Tarefa 1 => Por favor, reescreva em forma de lista o parágrafo do editorial que começa com "O presidente não é conservador", mantendo seus fatos principais.
Tarefa 2 =>
Responda às seguintes perguntas sobre o editorial:
(a) Qual ministro da Economia é citado?
(b) Em que ano foi a campanha eleitoral em que Bolsonaro anunciou o projeto de redução radical do Estado?
(c) A que o conservadorismo se opõe, segundo o texto?

Trecho do documento =>
******

Jair Bolsonaro não é conservador; é apenas reacionário. O conservadorismo não se opõe a reformas, e sim às rupturas revolucionárias. Editorial do Estadão:
Que
o governo de Jair Bolsonaro não é liberal na economia, todos já sabem. O
próprio ministro da Economia, Paulo Guedes, queixou-se recentemente da
falta de “aderência” a seu projeto de redução radical do Estado,
anunciado na campanha eleitoral de 2018 por Bolsonaro e claramente
frustrado após mais de dois anos de mandato.
A
cada dia que passa, no entanto, o governo tampouco consegue ser o
campeão dos valores conservadores, conforme também prometido por
Bolsonaro nos palanques.
O
presidente não é conservador; é apenas reacionário. O conservadorismo
não se opõe a mudanças e reformas, como faz Bolsonaro, e sim às rupturas
revolucionárias, especialmente aquelas motivadas por utopias que só
podem resultar em autoritarismo e na anulação do indivíduo. Ademais, o
conservadorismo defende o respeito às instituições democráticas e luta
por sua estabilidade; defende a liberdade política e econômica, dentro
da ordem constitucional; defende a igualdade de todos perante a lei, que
é o verdadeiro lastro da estabilidade; defende a política como a “arte
do possível”, fruto de ampla negociação; e, finalmente, defende a coesão
social baseada em valores morais comuns, sobretudo o respeito, a
responsabilidade e a honestidade.

******

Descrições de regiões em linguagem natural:
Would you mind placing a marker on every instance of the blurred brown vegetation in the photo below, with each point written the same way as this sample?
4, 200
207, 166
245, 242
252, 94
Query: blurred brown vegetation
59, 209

******

Resposta escrita 1 =>
- Bolsonaro não é conservador, apenas reacionário.
- O conservadorismo não se opõe a mudanças e reformas, ao contrário de Bolsonaro. Ele se opõe às rupturas revolucionárias, sobretudo às motivadas por utopias que só podem resultar em autoritarismo e na anulação do indivíduo.
- O conservadorismo defende:
  - o respeito às instituições democráticas e a estabilidade delas;
  - a liberdade política e econômica, dentro da ordem constitucional;
  - a igualdade de todos perante a lei, verdadeiro lastro da estabilidade;
  - a política como "arte do possível", fruto de ampla negociação;
  - a coesão social baseada em valores morais comuns, sobretudo o respeito, a responsabilidade e a honestidade.

Resposta escrita 2 =>
(a) Paulo Guedes.
(b) Em 2018.
(c) Às rupturas revolucionárias.